PROBLEM DETAILS:
In the opinion column below about coverage of Trump's mental state, copy out everything from "Jill Abramson, a" down to "beginning to change.", word for word.

PAGE EXCERPT:

....................

Jill Abramson, a former executive editor of The New York Times, teaches journalism at Northeastern University and is a contributing Globe Opinion writer.
President Trump’s obvious signs of mental decline have not received the national news media attention that would be commensurate with the problems they pose to the world. Hopefully, that’s beginning to change.
Peter Baker, reporter for The New York Times, dug deeply into the president’s erratic, bizarre, and dangerous behavior, social media posts, and other statements for an article released this week. Baker’s article was chock-full of recent examples, including Trump’s threat to annihilate Iran (dangerous), his since-deleted AI-generated Truth Social post portraying himself as Jesus and his fight with Pope Leo XIV (bizarre), and his out-of-the-blue discourses on Sharpies and White House drapes (erratic). The article showed definitively a president in decline and — though it stopped short of saying it — a man who, many believe, is losing his mind.
The news media were accused of helping cover up former president Joe Biden’s slipping mental acuity until a halting, disastrous debate performance put it on national display and forced Biden out of the 2024 election.
It seems strange and troubling that the mental capacities of Trump, almost 80, are yet to command a rigorous and concerted examination from more mainstream news organizations.
The Times story could be a sign of the dam breaking. So, too, are the defections of MAGA celebrities like Candace Owens, Tucker Carlson, and former representative Marjorie Taylor Greene, who said, “President Trump has gone mad” and called for the 25th Amendment to be invoked.
Ty Cobb, a former White House attorney during the first Trump administration, has also publicly stated that Trump is undergoing a “significant decline” in his mental faculties, citing alleged dementia and saying the president is “a man who is clearly insane.”
Though the traditional press, cable, and television networks no longer enjoy the reach, trust, or influence they once had, global publications like the Times can still set the news agenda. With an increasingly atomized news media landscape, it isn’t surprising to see the online subscription Substacks of individual journalists, other online sites, and the foreign press stepping up to fill gaps left by traditional US news organizations.

....................

GIVEN RECORDS:
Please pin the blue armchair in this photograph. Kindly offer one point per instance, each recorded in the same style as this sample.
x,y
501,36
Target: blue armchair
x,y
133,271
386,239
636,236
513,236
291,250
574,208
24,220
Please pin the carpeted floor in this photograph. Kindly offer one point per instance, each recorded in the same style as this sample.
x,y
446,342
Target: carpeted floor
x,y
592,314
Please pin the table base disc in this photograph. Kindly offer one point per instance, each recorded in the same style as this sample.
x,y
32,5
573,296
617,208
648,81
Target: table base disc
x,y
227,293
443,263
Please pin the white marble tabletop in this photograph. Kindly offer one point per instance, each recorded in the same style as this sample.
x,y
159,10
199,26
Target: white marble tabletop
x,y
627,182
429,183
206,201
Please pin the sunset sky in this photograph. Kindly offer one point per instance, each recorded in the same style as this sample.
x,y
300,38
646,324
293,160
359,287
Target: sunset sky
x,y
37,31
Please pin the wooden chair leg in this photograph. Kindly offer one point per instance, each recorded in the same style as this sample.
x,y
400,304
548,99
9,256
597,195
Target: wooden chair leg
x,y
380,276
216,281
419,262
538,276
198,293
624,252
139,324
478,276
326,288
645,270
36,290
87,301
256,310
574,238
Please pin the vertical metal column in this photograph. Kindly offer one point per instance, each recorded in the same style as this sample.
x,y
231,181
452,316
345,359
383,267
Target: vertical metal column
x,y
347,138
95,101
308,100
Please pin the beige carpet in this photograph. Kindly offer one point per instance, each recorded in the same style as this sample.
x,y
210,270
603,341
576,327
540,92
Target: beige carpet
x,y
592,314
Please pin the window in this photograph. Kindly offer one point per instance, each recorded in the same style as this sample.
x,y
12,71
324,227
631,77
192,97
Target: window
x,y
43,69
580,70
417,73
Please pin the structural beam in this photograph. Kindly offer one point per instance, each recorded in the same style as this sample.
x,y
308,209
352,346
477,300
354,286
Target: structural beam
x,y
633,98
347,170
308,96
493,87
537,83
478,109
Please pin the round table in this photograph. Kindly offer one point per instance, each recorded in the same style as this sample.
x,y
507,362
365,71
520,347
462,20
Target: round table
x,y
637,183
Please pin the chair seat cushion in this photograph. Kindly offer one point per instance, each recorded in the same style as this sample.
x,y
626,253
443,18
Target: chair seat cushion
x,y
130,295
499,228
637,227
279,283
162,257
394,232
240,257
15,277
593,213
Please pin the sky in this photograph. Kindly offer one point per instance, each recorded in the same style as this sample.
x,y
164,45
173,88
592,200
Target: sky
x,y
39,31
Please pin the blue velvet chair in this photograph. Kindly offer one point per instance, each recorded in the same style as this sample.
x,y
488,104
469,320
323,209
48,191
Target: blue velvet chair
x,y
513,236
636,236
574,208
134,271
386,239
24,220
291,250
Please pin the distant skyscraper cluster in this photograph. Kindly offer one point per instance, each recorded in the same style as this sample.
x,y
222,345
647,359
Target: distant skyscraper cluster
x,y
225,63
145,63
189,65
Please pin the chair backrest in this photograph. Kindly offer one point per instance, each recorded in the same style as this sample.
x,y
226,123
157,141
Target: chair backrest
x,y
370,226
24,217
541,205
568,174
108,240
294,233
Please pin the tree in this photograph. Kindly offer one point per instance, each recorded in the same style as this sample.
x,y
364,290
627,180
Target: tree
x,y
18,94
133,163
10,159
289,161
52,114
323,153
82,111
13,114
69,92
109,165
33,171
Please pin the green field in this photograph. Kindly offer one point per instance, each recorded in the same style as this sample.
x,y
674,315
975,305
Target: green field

....................

TASK ANSWER:
Jill Abramson, a former executive editor of The New York Times, teaches journalism at Northeastern University and is a contributing Globe Opinion writer.
President Trump’s obvious signs of mental decline have not received the national news media attention that would be commensurate with the problems they pose to the world. Hopefully, that’s beginning to change.